>> start DATA TO USE

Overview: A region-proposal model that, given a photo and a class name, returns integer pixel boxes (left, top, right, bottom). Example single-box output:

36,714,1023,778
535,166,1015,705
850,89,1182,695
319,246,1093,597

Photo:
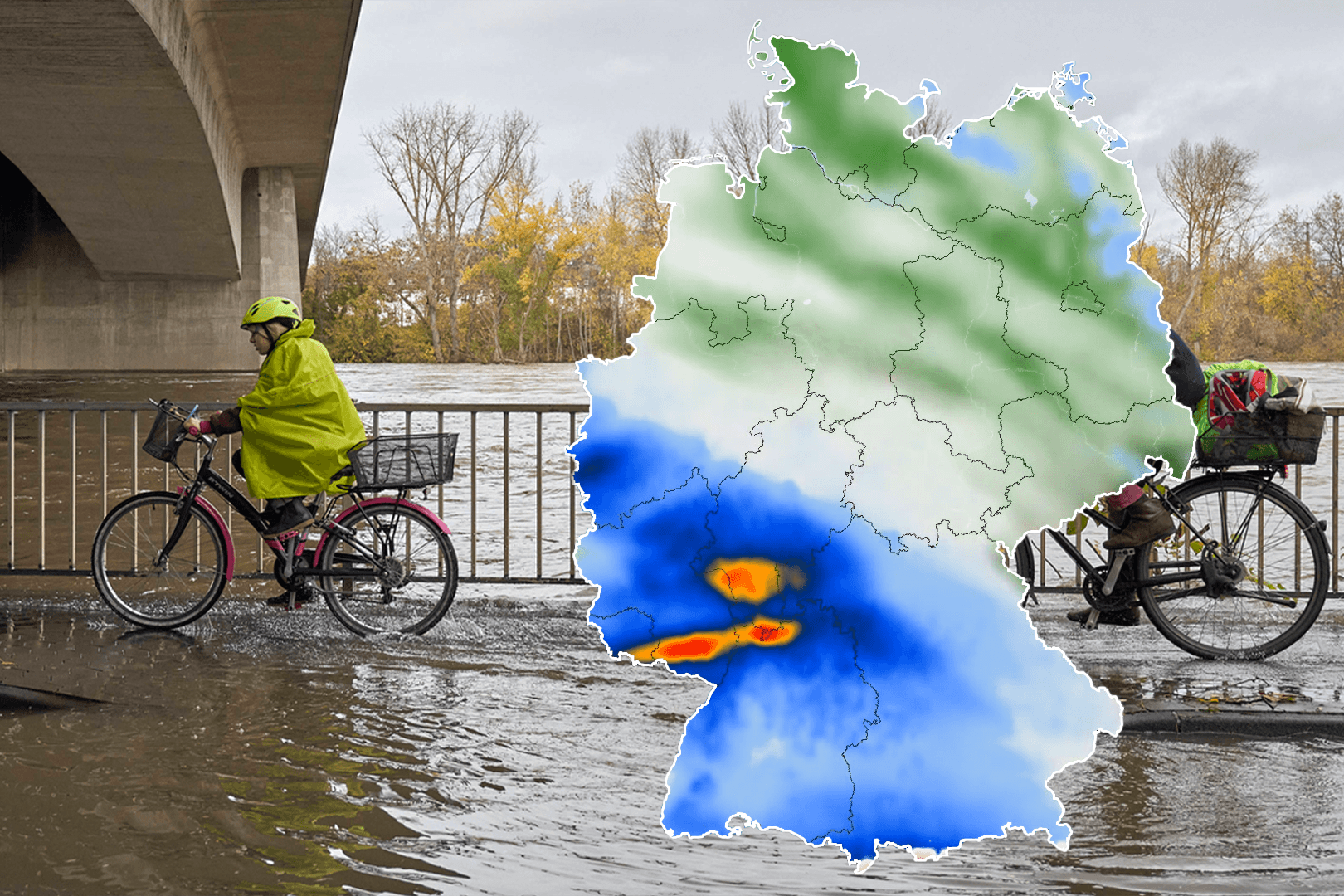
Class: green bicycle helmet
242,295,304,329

>> end DATA TO USE

* WHAT YOU HAVE TO DO:
Switch "bicycle helmet" to "cycling helmet" in the lines above and write all of them out again with nothing else altered. Leave the pictures out of your answer.

* FINAL RESULT:
Overview: A region-proposal model that, given a photo and a class name, returns integer pixel boxes (left, top, right, bottom). Example single-box output:

36,714,1023,778
535,166,1015,705
850,89,1182,695
319,246,1093,597

Photo:
Class: green cycling helmet
242,295,304,329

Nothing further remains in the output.